# Mega strike



## sporty (Feb 17, 2008)

Any comments on this highly advertised product that is used by a few 
high tech fisherman. Does it really help on crank baits and on feathers :?: They say a little dab will do you for a long time ,who really knows :?:


----------



## redbug (Feb 17, 2008)

Sporty,
I wasn't a big believer in scents, I never used them even though i had purchased many different types. 
I picked up A tube of mega strike and put it on my boat but again it sat there.
I was having a tough tournament and couldn't get a bit on a jig st save my life, I was fishing near another boat and we were joking around about who would catch the next fish. we were both using blk/blu jigs and flipping a tree . we made a few flips t the tree without anything hitting . I smeared a dab of mega strike on the jig and pulled two fish out on back to back flips. I wound up culling 1 of those fish and won the tourney.
I have used mega strike ever since..
And yes it works on feathers and I do put it on my crankbaits too
A little bit goes along way.
sorry for the long story..

Wayne


----------



## sporty (Feb 17, 2008)

I appreciate your comments, you have answered ALL my questions.
Up here in Canada it sells for $10.00 per tube . which is expensive but I will try it this summer. The Gulp in a bucket sells for $25.00 .I haven't tried that yet . I have tried the gulp with no great results.
Thanks again


----------



## FishinsMyLife (Feb 17, 2008)

I'm still not completely sold on it, but I guess I have no reason not to use it now that everyone says it works. I'll try it today


----------



## slim357 (Feb 17, 2008)

I havent used it my self but i plan on picking up a tube this year, mainly to lube my swimbaits.


----------



## Derek777 (Feb 17, 2008)

CB's HawgSauce is the stuff i use. comes in spray and gel formulas, and 4 different scents: garlic, crawfish, honey and shad.


----------



## sporty (Feb 17, 2008)

Thanks . are they good for eyes and pike :?:


----------



## little anth (Feb 17, 2008)

Supplied material:
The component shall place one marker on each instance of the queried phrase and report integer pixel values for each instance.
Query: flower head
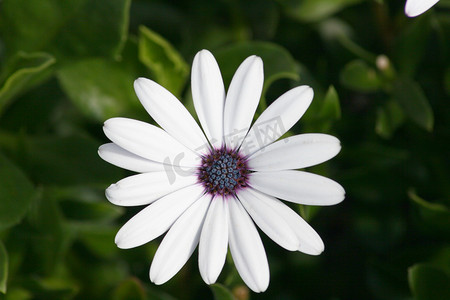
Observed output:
(209, 188)
(413, 8)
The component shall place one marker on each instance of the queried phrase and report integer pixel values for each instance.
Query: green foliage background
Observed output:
(382, 85)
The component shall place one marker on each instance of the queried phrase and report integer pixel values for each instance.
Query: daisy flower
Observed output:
(209, 188)
(413, 8)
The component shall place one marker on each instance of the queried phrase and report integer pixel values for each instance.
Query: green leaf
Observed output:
(166, 64)
(357, 75)
(220, 292)
(90, 211)
(414, 103)
(98, 239)
(3, 268)
(415, 36)
(52, 287)
(428, 282)
(331, 109)
(278, 62)
(22, 72)
(433, 215)
(70, 160)
(129, 289)
(16, 193)
(65, 28)
(323, 111)
(389, 118)
(315, 10)
(100, 88)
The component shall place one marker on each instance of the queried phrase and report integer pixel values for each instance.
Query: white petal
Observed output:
(208, 94)
(278, 118)
(269, 220)
(414, 8)
(149, 141)
(274, 218)
(142, 189)
(212, 249)
(124, 159)
(242, 99)
(247, 249)
(170, 113)
(300, 151)
(156, 218)
(180, 242)
(298, 187)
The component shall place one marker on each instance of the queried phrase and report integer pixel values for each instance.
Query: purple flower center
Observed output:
(223, 172)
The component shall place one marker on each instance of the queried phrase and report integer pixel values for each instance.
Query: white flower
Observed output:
(413, 8)
(211, 190)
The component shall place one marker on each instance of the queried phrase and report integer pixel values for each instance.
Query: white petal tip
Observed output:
(157, 279)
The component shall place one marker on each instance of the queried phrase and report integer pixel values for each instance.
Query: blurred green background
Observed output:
(382, 85)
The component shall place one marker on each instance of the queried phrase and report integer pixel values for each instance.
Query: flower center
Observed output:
(223, 172)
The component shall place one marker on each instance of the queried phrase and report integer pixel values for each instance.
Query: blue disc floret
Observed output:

Required work:
1 - According to the Mega Strike thread, what does a tube of Mega Strike cost in Canada?
2 - Summarize the Mega Strike thread in two sentences.

Exercise solutions:
1 - $10.00 per tube.

2 - Sporty asks whether the highly advertised Mega Strike really helps on crankbaits and feathers, and redbug replies with a story of smearing a dab on a jig during a tough tournament, pulling two fish on back-to-back flips and winning, and adds that it works on feathers and crankbaits and a little goes a long way. Other posters say they plan to try it, while Derek777 uses CB's HawgSauce instead, which comes in spray and gel and in garlic, crawfish, honey and shad scents.